◆ Short task:
List each line of the records below that contains the word "When". Case matters.

◆ Entries shown:

****************************************

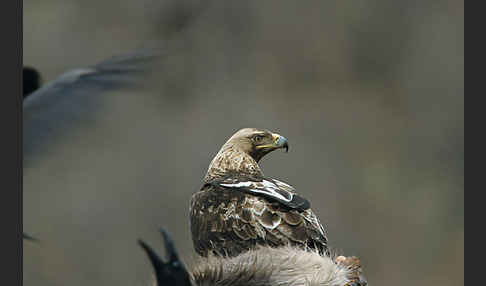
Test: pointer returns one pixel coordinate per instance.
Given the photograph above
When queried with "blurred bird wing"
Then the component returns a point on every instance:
(269, 188)
(76, 97)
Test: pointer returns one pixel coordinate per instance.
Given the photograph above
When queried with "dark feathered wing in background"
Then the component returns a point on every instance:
(76, 97)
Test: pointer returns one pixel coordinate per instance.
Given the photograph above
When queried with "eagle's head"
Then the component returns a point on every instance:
(242, 152)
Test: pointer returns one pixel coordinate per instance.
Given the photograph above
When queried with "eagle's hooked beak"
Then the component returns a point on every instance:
(280, 142)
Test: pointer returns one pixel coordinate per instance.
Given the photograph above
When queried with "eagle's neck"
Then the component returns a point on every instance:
(232, 160)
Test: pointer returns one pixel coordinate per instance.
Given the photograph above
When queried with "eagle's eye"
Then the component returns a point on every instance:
(258, 138)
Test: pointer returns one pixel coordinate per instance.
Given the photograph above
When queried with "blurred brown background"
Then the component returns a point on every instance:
(370, 95)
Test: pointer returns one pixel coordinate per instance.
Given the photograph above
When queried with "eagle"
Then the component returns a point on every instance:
(238, 208)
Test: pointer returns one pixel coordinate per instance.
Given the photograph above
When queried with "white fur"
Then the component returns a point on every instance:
(264, 266)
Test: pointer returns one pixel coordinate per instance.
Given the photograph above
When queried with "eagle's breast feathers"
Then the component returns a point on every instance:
(238, 208)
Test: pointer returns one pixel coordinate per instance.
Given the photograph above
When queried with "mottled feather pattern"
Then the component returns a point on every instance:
(238, 208)
(235, 222)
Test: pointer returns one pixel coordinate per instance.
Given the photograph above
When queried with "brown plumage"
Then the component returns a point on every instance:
(238, 208)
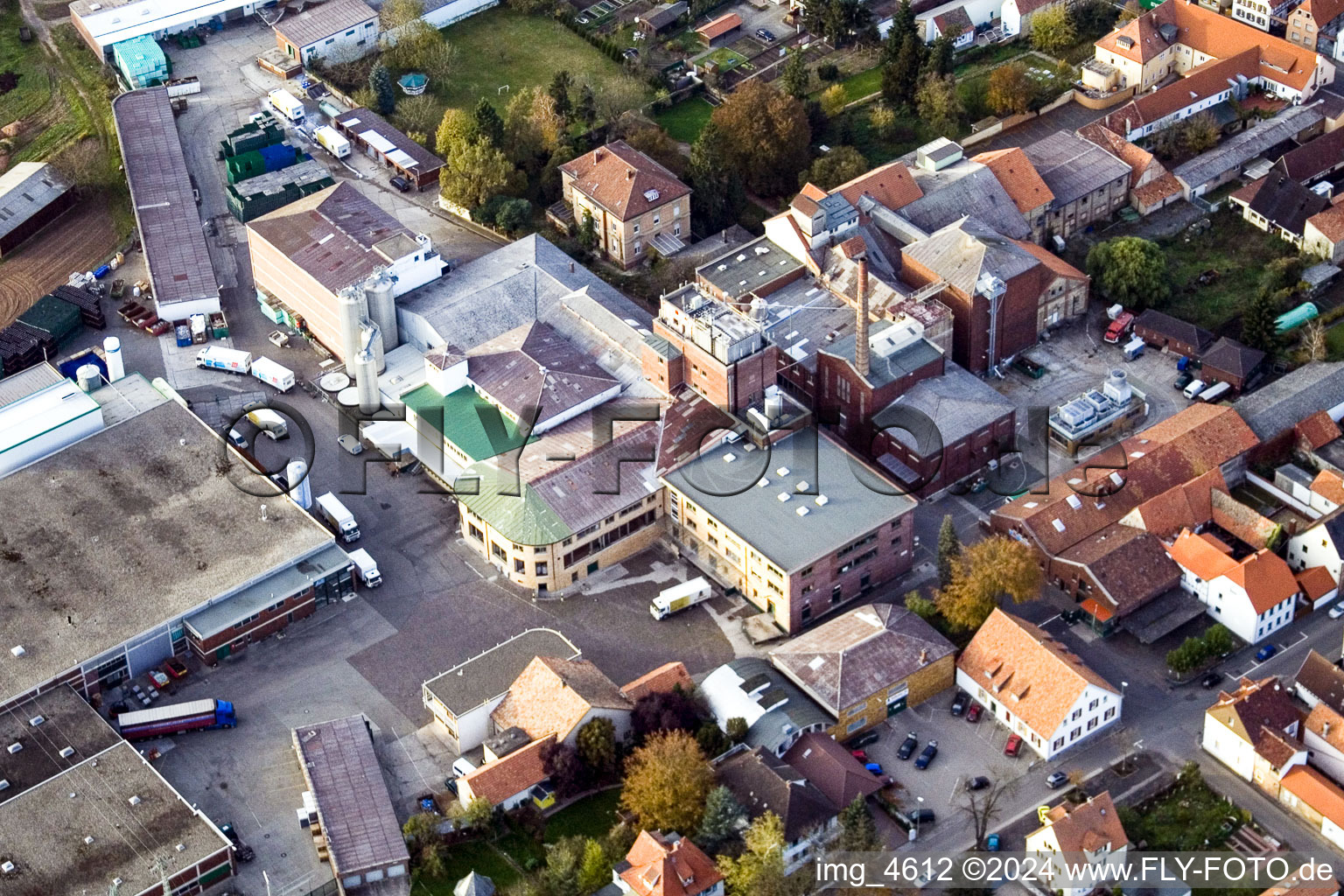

****************************************

◆ Reply:
When queried with "blurred bird wing"
When queried with "dark feathered wing in background"
When queried with "eagle's head"
When queried with "eagle's hooked beak"
When queried with "eagle's neck"
When queried with "eagle's eye"
When queried with "blurred brown background"
When queried with "eagle"
When queried with "white fur"
When queried with "eagle's breast feathers"
When queried with "mottled feather pattern"
When queried with "brown plumage"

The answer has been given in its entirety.